Stated problem.
Pick out and copy each line of the items below that contains the string "ceiling", treating uppercase and lowercase letters as different.

--- START OF Material for the task ---

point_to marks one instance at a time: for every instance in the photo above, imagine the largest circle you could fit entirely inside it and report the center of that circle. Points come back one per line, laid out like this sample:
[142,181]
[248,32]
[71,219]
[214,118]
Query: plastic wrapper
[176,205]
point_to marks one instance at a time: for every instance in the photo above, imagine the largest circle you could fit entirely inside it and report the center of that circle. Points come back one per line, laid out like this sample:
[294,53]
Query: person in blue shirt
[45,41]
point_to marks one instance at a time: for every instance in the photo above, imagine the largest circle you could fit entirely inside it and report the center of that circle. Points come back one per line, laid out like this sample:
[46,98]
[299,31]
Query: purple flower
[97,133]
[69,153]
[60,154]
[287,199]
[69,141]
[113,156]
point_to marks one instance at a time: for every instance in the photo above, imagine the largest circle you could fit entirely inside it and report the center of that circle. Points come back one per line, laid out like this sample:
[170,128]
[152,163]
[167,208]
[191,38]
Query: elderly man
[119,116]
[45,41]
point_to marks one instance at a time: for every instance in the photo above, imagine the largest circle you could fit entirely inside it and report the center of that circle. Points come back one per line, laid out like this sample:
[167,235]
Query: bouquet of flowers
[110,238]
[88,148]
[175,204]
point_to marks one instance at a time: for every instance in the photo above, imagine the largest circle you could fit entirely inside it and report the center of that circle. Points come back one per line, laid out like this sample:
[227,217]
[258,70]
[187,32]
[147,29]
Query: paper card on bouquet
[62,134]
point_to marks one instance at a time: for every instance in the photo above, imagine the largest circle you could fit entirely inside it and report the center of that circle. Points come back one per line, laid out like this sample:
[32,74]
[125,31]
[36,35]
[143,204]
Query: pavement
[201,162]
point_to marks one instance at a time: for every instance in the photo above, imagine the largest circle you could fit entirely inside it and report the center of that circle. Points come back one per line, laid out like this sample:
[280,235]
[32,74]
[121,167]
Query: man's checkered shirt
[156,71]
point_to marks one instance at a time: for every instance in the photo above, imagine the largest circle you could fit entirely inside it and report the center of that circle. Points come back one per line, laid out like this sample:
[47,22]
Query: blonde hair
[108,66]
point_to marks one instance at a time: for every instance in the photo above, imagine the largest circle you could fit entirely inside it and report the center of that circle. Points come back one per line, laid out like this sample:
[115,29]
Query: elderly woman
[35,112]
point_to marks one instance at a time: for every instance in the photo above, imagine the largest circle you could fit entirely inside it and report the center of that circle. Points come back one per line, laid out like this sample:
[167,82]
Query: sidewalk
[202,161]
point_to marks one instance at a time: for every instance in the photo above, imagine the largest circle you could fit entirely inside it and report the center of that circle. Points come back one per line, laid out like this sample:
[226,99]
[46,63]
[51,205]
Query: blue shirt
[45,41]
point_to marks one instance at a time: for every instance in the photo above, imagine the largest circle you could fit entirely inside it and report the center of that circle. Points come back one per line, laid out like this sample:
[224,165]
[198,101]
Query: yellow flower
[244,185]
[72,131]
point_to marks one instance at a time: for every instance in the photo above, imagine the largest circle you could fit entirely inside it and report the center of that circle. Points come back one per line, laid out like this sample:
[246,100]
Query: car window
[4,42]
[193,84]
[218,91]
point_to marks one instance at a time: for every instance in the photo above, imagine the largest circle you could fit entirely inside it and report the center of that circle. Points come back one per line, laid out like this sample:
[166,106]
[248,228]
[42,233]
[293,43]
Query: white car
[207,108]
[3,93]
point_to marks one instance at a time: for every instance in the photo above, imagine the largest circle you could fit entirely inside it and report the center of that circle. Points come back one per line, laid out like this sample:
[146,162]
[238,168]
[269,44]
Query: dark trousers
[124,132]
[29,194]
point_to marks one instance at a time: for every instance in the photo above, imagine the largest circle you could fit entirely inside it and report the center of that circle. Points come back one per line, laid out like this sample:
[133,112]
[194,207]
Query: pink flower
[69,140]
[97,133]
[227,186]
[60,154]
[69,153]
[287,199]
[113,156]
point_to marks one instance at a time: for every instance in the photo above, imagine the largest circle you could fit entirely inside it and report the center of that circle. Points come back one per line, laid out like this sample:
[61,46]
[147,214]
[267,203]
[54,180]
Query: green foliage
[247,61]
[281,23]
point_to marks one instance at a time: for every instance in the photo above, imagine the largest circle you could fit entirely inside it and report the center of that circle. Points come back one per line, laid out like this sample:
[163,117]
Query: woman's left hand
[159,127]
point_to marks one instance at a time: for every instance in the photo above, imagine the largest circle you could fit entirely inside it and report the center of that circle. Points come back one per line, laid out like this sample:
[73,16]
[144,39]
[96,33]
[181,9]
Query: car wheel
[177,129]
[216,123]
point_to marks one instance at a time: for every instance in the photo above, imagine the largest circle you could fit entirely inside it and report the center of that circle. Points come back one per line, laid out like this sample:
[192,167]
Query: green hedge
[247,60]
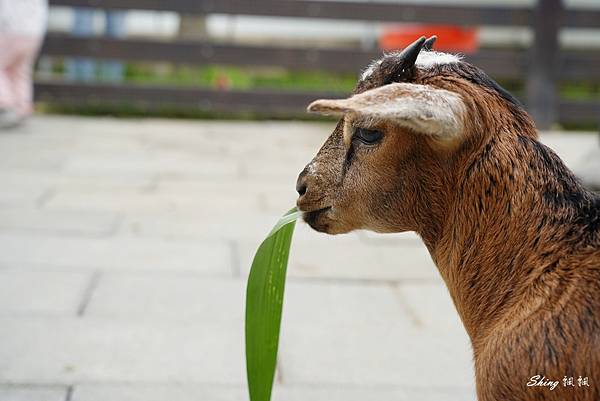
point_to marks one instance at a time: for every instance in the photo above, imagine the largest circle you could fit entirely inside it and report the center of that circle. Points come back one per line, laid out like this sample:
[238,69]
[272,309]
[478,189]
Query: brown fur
[514,235]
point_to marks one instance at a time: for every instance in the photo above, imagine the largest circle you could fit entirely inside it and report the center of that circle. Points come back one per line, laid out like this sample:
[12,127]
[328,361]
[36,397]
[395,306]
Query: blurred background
[166,141]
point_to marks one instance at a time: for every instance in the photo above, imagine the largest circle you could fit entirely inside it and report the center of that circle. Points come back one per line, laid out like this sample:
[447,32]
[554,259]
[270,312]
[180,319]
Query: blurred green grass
[246,78]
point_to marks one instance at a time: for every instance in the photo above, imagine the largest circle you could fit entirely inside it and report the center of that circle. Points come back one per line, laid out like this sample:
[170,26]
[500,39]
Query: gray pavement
[124,249]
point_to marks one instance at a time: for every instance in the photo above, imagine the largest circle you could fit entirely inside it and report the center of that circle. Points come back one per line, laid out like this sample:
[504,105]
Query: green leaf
[264,302]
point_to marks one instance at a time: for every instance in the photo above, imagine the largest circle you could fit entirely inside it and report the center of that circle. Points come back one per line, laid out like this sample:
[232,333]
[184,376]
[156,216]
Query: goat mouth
[313,216]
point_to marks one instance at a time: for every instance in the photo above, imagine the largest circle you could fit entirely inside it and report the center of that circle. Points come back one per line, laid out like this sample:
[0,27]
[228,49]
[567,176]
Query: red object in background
[450,38]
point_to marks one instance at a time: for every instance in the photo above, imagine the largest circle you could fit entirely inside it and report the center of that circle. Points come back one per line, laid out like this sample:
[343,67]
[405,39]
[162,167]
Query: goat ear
[423,109]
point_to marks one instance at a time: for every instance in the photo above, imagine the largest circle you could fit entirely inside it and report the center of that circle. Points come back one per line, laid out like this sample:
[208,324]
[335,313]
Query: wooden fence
[541,67]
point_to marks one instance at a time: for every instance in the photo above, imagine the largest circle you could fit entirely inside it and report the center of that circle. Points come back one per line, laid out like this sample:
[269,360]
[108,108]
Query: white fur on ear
[422,108]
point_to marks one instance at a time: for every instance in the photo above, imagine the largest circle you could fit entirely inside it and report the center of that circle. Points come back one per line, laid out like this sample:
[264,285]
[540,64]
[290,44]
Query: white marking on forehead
[428,59]
[370,69]
[425,60]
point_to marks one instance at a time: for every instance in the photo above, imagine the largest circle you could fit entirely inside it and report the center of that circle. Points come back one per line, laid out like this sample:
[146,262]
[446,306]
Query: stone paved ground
[124,249]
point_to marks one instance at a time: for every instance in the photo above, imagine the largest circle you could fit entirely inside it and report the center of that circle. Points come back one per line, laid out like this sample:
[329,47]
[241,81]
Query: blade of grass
[264,303]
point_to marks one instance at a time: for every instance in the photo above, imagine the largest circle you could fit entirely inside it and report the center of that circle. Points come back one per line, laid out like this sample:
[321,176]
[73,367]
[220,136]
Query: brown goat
[429,143]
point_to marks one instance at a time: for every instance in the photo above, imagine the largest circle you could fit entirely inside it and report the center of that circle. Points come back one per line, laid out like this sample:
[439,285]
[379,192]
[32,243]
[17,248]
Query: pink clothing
[17,57]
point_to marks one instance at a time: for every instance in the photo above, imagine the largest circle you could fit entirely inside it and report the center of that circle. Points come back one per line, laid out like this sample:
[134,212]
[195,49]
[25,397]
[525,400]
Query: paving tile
[234,224]
[164,164]
[347,304]
[78,350]
[158,297]
[127,201]
[25,292]
[190,392]
[21,197]
[119,253]
[383,354]
[32,393]
[59,222]
[363,393]
[17,180]
[154,392]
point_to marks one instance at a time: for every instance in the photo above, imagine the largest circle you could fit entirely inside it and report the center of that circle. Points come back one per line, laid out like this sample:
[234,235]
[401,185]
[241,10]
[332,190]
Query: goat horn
[410,54]
[428,45]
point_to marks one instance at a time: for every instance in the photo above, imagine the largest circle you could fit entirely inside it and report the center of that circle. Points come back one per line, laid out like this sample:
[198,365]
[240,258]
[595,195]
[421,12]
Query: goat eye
[368,136]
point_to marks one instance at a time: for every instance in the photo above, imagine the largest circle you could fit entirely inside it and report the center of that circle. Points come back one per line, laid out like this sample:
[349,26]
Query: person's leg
[20,73]
[7,56]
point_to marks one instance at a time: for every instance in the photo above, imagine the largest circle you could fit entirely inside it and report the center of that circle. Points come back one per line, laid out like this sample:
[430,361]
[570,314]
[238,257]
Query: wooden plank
[498,63]
[194,52]
[544,58]
[349,10]
[268,102]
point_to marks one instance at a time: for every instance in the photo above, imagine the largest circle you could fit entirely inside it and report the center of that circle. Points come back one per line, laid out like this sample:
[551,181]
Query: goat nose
[301,186]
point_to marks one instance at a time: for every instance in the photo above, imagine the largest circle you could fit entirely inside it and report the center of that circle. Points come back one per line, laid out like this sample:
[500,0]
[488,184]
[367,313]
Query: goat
[429,143]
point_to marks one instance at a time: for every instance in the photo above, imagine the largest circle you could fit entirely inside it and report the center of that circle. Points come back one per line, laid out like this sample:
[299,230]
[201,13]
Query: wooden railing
[541,67]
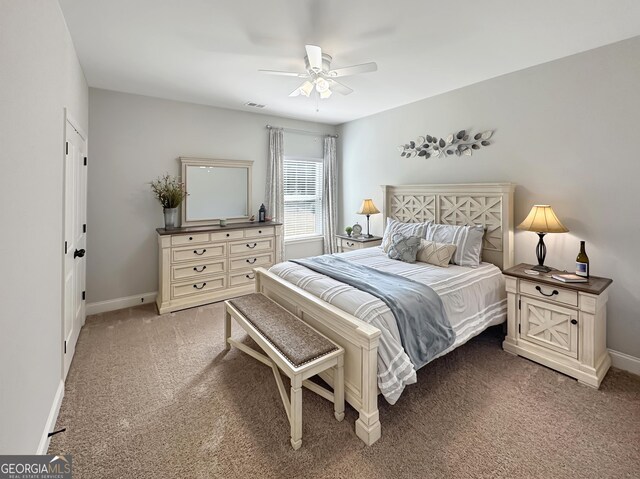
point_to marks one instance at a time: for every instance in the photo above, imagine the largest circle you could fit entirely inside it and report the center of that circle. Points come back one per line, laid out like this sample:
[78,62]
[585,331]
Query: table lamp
[368,208]
[542,220]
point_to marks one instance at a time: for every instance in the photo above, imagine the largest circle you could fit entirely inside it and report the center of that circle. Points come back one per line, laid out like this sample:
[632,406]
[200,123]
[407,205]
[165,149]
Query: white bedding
[474,299]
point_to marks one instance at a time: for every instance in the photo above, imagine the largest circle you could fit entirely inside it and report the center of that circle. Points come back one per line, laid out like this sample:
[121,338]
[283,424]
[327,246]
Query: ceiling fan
[320,76]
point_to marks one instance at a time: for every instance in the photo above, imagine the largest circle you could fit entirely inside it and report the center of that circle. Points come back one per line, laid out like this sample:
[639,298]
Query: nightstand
[560,325]
[349,243]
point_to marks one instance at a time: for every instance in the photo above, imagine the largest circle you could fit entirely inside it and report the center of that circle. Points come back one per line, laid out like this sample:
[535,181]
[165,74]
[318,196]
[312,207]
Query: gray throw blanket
[424,328]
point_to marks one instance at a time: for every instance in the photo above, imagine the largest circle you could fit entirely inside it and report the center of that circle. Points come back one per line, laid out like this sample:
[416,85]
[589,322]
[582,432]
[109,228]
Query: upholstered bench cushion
[293,338]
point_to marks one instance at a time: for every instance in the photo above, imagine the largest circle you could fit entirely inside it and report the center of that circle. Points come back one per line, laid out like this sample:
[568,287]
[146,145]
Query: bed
[362,324]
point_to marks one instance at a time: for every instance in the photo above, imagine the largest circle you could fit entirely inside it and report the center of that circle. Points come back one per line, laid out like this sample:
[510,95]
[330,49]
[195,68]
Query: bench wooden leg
[338,389]
[296,412]
[227,329]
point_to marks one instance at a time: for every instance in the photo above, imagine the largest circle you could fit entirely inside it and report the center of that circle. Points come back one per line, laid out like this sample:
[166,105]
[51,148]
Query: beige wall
[566,133]
[134,139]
[39,77]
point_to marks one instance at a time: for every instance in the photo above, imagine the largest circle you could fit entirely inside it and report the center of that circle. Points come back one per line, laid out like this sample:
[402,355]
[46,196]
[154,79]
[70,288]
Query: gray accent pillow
[468,241]
[407,229]
[404,248]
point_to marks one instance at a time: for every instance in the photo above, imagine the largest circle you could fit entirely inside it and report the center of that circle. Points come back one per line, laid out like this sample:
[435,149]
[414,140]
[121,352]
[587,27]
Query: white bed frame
[488,204]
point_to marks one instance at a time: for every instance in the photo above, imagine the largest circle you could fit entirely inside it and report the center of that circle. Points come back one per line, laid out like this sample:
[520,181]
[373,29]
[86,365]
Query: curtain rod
[306,132]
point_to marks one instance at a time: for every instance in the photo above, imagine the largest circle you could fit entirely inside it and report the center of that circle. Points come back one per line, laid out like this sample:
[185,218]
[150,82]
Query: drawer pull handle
[553,293]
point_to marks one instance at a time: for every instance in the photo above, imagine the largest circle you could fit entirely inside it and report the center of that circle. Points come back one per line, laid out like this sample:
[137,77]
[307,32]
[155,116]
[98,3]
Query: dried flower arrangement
[169,190]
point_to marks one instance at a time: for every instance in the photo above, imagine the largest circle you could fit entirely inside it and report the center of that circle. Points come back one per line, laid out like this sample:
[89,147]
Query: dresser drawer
[264,259]
[249,246]
[198,252]
[207,285]
[549,293]
[180,240]
[225,235]
[258,232]
[239,279]
[194,271]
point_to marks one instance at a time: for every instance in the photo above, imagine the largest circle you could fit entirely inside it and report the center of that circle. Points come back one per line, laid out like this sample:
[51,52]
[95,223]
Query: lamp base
[541,268]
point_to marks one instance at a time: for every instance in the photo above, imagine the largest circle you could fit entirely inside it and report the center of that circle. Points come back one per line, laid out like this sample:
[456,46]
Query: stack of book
[569,278]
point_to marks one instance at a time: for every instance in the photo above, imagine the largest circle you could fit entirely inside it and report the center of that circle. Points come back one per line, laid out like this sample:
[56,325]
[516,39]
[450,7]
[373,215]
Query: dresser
[349,243]
[560,325]
[199,265]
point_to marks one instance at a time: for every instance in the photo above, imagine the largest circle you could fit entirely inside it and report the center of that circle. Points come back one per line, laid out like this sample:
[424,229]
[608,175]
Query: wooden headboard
[487,204]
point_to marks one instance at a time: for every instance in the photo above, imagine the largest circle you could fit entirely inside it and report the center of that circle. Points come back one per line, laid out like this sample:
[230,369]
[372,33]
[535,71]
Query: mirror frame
[190,161]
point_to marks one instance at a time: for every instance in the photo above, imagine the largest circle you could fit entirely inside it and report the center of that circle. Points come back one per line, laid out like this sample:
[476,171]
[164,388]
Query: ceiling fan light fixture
[306,88]
[322,85]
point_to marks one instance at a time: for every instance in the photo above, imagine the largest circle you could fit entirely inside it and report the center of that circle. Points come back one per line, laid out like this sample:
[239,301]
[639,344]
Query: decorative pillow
[468,240]
[438,254]
[407,229]
[404,248]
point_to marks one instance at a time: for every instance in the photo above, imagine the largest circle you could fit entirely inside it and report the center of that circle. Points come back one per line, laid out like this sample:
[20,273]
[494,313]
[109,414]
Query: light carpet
[153,396]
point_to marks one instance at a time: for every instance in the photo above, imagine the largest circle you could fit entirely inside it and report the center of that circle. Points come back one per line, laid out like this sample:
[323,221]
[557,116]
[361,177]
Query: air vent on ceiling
[254,105]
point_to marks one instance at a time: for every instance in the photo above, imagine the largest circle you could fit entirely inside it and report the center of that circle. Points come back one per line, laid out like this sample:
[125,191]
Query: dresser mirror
[216,189]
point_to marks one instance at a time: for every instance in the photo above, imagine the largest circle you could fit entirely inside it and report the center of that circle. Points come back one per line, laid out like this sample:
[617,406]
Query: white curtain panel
[275,179]
[330,199]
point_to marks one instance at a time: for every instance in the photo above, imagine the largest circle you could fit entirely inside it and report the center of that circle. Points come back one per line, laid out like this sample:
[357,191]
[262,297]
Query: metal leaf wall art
[458,144]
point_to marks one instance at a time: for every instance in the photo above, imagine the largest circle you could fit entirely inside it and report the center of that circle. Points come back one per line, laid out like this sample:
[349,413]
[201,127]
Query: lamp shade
[542,219]
[367,208]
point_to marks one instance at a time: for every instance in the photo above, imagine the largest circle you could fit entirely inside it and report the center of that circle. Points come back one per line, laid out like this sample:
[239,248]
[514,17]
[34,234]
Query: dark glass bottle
[582,262]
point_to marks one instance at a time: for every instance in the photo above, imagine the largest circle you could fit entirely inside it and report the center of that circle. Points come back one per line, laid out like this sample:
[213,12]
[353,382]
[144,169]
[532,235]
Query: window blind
[302,197]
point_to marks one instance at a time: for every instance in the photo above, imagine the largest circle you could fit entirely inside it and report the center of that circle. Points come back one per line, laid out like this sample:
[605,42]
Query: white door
[75,209]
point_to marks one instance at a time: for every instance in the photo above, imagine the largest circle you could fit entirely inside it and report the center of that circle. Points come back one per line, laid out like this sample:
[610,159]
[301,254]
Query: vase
[170,218]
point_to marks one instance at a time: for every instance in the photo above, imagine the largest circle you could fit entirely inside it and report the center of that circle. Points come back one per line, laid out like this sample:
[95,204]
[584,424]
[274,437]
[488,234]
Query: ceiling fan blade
[354,70]
[288,74]
[314,54]
[339,87]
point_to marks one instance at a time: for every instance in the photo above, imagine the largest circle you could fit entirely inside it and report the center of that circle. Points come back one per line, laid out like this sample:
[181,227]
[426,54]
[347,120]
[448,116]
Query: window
[302,197]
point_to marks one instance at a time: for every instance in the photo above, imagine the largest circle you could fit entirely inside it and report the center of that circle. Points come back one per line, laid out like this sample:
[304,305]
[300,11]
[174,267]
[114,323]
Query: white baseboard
[120,303]
[625,361]
[51,420]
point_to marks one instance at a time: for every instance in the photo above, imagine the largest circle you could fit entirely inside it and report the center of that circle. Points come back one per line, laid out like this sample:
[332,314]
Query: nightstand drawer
[550,326]
[550,293]
[348,245]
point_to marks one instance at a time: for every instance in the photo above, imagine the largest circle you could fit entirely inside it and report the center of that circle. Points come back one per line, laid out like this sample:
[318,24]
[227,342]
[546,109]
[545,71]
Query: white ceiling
[209,51]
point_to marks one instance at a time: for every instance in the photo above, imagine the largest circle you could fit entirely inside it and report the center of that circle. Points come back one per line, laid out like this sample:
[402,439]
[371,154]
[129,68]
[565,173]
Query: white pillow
[438,254]
[468,241]
[406,229]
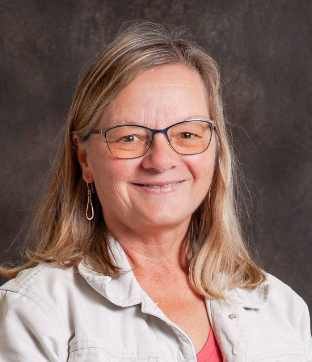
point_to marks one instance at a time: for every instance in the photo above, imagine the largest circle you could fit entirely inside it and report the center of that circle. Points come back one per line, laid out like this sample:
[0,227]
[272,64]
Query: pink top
[211,351]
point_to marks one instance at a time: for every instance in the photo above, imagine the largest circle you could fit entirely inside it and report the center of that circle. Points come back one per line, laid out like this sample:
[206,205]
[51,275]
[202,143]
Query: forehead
[162,95]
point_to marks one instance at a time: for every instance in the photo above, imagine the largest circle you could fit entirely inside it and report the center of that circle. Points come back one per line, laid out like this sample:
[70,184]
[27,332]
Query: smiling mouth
[157,186]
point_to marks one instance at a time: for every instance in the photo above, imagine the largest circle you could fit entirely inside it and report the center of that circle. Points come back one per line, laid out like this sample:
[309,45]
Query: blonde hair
[215,251]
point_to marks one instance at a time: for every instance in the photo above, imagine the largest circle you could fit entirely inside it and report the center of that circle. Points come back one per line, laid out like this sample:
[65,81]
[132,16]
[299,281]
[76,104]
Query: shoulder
[45,290]
[42,280]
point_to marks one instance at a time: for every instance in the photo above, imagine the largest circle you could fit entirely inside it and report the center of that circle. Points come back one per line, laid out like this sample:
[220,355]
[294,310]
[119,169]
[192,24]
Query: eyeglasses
[132,141]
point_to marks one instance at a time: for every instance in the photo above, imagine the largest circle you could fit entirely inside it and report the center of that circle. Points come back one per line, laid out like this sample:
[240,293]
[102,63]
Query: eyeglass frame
[103,132]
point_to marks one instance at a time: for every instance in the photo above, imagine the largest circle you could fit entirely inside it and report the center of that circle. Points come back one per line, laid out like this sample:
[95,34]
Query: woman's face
[157,98]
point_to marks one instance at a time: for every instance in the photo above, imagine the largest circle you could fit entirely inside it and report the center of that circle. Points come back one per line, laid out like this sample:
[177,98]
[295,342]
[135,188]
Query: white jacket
[50,314]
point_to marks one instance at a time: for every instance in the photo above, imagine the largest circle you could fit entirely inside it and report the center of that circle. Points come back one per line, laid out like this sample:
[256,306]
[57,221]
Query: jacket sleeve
[28,331]
[305,328]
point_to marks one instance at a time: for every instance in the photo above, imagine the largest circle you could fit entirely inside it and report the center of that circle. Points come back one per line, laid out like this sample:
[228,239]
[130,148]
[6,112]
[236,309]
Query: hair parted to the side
[215,250]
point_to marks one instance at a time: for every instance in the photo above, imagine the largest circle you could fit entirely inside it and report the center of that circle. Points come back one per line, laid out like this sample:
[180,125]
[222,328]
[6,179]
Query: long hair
[214,249]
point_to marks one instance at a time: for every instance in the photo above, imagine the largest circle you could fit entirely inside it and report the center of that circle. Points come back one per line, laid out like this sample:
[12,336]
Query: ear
[82,157]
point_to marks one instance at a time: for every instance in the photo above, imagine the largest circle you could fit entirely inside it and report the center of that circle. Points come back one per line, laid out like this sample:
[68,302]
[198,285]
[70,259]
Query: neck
[156,253]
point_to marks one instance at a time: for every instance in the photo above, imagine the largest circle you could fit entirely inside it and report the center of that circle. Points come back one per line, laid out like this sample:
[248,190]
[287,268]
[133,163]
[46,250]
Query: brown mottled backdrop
[264,49]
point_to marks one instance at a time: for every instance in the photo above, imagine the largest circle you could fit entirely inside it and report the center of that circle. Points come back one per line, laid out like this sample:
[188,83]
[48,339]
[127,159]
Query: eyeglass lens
[133,141]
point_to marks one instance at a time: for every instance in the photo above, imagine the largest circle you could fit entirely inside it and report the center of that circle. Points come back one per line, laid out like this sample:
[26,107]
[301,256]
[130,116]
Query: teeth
[162,186]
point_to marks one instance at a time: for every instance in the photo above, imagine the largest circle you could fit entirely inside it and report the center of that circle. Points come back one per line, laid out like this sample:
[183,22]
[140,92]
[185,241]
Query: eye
[187,135]
[129,138]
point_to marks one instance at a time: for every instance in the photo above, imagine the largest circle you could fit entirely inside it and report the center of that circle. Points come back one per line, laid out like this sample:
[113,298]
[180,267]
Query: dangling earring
[209,199]
[89,203]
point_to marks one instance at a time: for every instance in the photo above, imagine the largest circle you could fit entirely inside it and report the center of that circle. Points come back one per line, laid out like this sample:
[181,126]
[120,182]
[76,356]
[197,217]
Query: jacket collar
[125,290]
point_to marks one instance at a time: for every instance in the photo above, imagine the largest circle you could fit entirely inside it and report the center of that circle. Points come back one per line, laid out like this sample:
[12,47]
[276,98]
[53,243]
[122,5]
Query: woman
[141,256]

--- END OF Material for the task ---

Full answer.
Query: ceiling fan
Query: ceiling fan light fixture
Query: air vent on ceiling
Query: ceiling fan blade
Query: white ceiling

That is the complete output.